"""
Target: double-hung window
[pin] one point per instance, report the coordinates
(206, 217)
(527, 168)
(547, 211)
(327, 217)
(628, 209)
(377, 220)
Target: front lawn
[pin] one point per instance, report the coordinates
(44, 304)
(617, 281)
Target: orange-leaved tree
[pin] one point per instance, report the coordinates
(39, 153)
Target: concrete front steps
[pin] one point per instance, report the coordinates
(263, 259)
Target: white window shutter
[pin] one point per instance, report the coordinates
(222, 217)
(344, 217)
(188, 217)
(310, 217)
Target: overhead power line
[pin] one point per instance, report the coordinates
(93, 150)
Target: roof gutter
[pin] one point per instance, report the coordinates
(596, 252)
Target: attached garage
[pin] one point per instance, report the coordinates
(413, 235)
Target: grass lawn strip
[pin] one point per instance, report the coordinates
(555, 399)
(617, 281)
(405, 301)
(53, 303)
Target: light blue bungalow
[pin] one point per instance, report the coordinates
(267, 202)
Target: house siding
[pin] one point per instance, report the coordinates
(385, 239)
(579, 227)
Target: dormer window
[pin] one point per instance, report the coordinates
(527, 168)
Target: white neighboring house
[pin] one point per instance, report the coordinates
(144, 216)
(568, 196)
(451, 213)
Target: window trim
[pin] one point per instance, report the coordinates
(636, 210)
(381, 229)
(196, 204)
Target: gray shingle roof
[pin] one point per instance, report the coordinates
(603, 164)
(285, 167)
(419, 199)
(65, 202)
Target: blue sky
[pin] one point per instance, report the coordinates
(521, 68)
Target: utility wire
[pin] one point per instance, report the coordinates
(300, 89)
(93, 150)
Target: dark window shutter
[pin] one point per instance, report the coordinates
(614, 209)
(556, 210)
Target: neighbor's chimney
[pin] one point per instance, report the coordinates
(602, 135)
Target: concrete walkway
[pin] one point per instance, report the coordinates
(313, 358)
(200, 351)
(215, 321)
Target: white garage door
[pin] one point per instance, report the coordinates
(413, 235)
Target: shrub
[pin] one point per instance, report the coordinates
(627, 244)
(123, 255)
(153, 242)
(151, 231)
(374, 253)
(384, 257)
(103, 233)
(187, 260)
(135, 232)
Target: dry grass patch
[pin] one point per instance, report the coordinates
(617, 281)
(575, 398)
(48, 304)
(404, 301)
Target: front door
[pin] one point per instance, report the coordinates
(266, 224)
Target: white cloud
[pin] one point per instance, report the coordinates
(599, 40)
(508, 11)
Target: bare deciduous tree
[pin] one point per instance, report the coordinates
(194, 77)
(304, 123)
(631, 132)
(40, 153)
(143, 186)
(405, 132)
"""
■ AIM ■
Copy out exactly the lines running from the line with "Target: utility wire" to the end of the records, inclusive.

■ WRITTEN REPLY ■
Target: utility wire
[pin] one point per instance, report the coordinates
(300, 89)
(93, 150)
Target: dark window shutter
[pin] one point per instance, report the coordinates
(614, 209)
(556, 210)
Target: neighbor's chimney
[pin] one point per instance, report the coordinates
(602, 135)
Target: concrete walkway
[pin] one point per instance, report the coordinates
(313, 358)
(200, 351)
(215, 321)
Target: white garage door
[pin] one point per instance, report the coordinates
(413, 235)
Target: shrub
[pin] one point per instance, report the coordinates
(627, 244)
(123, 255)
(153, 242)
(151, 231)
(374, 253)
(384, 257)
(103, 233)
(187, 260)
(135, 232)
Target: dry grass patch
[pin] one point per instance, report the coordinates
(617, 281)
(575, 398)
(48, 304)
(404, 301)
Target: front door
[pin] one point per instance, report the coordinates
(266, 224)
Target: white cloud
[pin] one point per instance, report the coordinates
(599, 40)
(508, 11)
Target: bare deciduous tree
[pin] one point per instance, report the coordinates
(194, 77)
(304, 123)
(631, 132)
(40, 153)
(143, 186)
(405, 132)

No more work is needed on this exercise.